***** Provided records *****
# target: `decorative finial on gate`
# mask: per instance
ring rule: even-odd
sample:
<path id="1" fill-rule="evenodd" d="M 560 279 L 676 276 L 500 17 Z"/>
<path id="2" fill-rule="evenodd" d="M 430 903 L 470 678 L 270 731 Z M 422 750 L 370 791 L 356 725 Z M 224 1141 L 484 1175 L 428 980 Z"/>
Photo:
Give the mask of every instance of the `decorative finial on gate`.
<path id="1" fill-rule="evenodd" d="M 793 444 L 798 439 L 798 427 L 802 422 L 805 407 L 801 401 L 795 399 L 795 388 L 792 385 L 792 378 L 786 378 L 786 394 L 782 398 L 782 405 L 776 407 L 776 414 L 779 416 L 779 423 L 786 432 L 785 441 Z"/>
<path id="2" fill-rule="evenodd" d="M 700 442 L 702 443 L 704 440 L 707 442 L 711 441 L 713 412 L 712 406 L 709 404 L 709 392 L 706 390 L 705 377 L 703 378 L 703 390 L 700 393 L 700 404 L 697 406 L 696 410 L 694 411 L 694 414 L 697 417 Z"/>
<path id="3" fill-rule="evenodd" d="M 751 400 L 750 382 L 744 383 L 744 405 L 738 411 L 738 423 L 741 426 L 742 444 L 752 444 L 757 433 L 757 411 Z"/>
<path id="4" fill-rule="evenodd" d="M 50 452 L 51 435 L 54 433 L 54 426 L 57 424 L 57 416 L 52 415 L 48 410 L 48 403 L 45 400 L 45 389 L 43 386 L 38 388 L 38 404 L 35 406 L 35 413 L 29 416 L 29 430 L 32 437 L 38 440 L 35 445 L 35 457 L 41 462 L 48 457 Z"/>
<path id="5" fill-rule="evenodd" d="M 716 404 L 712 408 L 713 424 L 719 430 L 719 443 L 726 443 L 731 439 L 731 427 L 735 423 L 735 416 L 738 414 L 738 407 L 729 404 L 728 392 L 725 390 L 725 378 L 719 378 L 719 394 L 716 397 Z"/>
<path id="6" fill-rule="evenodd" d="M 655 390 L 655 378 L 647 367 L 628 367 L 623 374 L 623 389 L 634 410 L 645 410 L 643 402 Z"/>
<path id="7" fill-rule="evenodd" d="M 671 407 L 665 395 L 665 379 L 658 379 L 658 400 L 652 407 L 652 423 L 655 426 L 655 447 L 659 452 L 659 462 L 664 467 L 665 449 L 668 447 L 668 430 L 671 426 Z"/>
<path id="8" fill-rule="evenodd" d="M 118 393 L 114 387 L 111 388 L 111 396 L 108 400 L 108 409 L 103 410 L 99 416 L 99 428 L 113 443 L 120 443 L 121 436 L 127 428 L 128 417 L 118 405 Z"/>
*****
— Exercise requirements —
Lines from the one containing "Give the mask" through the last line of the records, both included, are the only ones to print, each exactly as it is.

— Written reply —
Give the mask of every instance of the `decorative finial on gate`.
<path id="1" fill-rule="evenodd" d="M 793 444 L 798 439 L 798 427 L 802 422 L 805 407 L 801 401 L 795 399 L 795 388 L 792 385 L 792 378 L 786 378 L 786 394 L 782 398 L 782 405 L 776 407 L 776 414 L 779 416 L 779 423 L 786 432 L 785 441 Z"/>
<path id="2" fill-rule="evenodd" d="M 700 442 L 702 443 L 704 440 L 707 442 L 711 441 L 713 412 L 712 406 L 709 404 L 709 392 L 706 390 L 705 377 L 703 378 L 703 390 L 700 393 L 700 404 L 697 406 L 696 410 L 694 411 L 694 414 L 697 417 Z"/>
<path id="3" fill-rule="evenodd" d="M 751 400 L 750 382 L 744 383 L 744 405 L 738 411 L 738 423 L 741 426 L 742 444 L 752 444 L 757 433 L 757 411 Z"/>
<path id="4" fill-rule="evenodd" d="M 50 452 L 51 435 L 54 433 L 54 426 L 57 424 L 57 416 L 52 415 L 48 410 L 48 403 L 45 400 L 45 389 L 43 386 L 38 388 L 38 404 L 35 406 L 35 413 L 29 416 L 29 430 L 32 437 L 38 440 L 35 445 L 35 457 L 41 462 L 48 457 Z"/>
<path id="5" fill-rule="evenodd" d="M 716 404 L 712 408 L 713 424 L 719 430 L 719 443 L 726 443 L 731 439 L 731 427 L 735 423 L 735 416 L 738 414 L 738 407 L 729 404 L 728 392 L 725 390 L 725 378 L 719 378 L 719 394 L 716 397 Z"/>
<path id="6" fill-rule="evenodd" d="M 655 390 L 655 378 L 647 367 L 628 367 L 623 374 L 623 389 L 634 410 L 645 410 L 643 402 Z"/>
<path id="7" fill-rule="evenodd" d="M 671 407 L 665 395 L 665 379 L 658 379 L 658 400 L 652 407 L 652 423 L 655 426 L 655 447 L 659 452 L 659 462 L 664 467 L 665 449 L 668 447 L 668 430 L 671 426 Z"/>
<path id="8" fill-rule="evenodd" d="M 118 393 L 114 387 L 111 388 L 111 396 L 108 400 L 108 409 L 103 410 L 99 416 L 99 428 L 113 443 L 120 443 L 121 436 L 127 428 L 128 417 L 118 405 Z"/>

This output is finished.